Reading text —
(begin)

Since the district court “made no findings of undisputed fact concerning whether the Foundation is a bona fide, independent legal aid organization,” id. at 1151, we remanded the case. We directed the district court to examine the nature and activities of the Foundation to determine whether it was a bona fide, independent legal aid organization.

Aware of the sensitive constitutional issues that discovery raised in this case, we also instructed the district court to make two inquiries before compelling discovery. First, we directed the court to determine whether the information sought could be discovered through alternative sources and whether the party seeking disclosure had made reasonable attempts to obtain the information elsewhere. Second, we ordered the court to determine whether the information sought went to the heart of the lawsuit. Id. at 1152. As to the discovery sanction orders, we held that the district court should have required the unions to seek the contributors’ names from other sources before compelling the Foundation to release that information. Therefore we vacated the Rule 37 sanctions. Id. at 1153.

E. Proceedings on Remand

On remand, the parties conducted extensive discovery. See infra Part III. On March 31, 1983, the court denied defendants’ motion for summary judgment, denied plaintiffs’ renewed request for discovery of information that arguably was constitutionally protected, and ordered defendants to answer all questions in discovery to which they had not raised constitutional objections. After additional discovery proceedings, both plaintiffs and defendants moved for summary judgment. The court suspended the trial schedule* pending disposition of these motions.

In 1984, the court granted summary judgment in defendants’ favor. The court held that the unions had failed to produce any evidence that, under the “interested employer test” announced by this court in 1978, the Foundation was not a bona fide, independent legal organization. International Union, UAW v. National Right to Work Legal Defense and Education Foundation, 584 F.Supp. 1219, 1223-24 (D.D.C.1984). The unions now appeal that grant of summary judgment. Defendants cross-appeal for the right to a jury trial on remand in the event that this court reverses the district court.

The ultimate issue before us is whether the relationship of employers and employer associations to the Foundation’s litigating activities, as shown by the extensive trial record, is sufficiently attenuated as a matter of law to fall outside the LMRDA’s ban on employer involvement in suits by union members. After reviewing the record of proceedings in the district court and the parties’ contentions on appeal, we are satisfied that no material issues of fact remained for trial. Accordingly, the case was ripe for summary judgment, and the district court correctly resolved the employer control issue in favor of defendants.

(end)

[Object location annotation data]
(begin)

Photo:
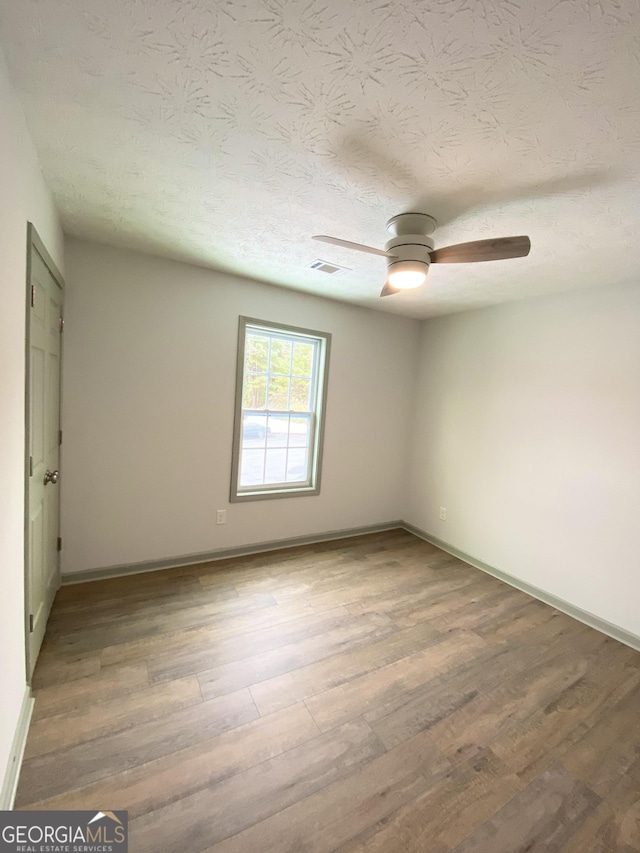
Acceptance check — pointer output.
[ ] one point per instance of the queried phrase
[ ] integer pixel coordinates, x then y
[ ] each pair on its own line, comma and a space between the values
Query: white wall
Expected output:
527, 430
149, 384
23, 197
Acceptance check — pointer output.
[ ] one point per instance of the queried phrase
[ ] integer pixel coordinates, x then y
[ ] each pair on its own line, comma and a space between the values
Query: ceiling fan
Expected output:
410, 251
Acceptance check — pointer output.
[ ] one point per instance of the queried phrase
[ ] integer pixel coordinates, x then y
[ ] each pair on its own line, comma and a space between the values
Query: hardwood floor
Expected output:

(end)

Task requirements —
Please set down the court opinion word for word, from "On remand, the" to "of these motions.". None of the rows are needed for this.

Answer below —
On remand, the parties conducted extensive discovery. See infra Part III. On March 31, 1983, the court denied defendants’ motion for summary judgment, denied plaintiffs’ renewed request for discovery of information that arguably was constitutionally protected, and ordered defendants to answer all questions in discovery to which they had not raised constitutional objections. After additional discovery proceedings, both plaintiffs and defendants moved for summary judgment. The court suspended the trial schedule* pending disposition of these motions.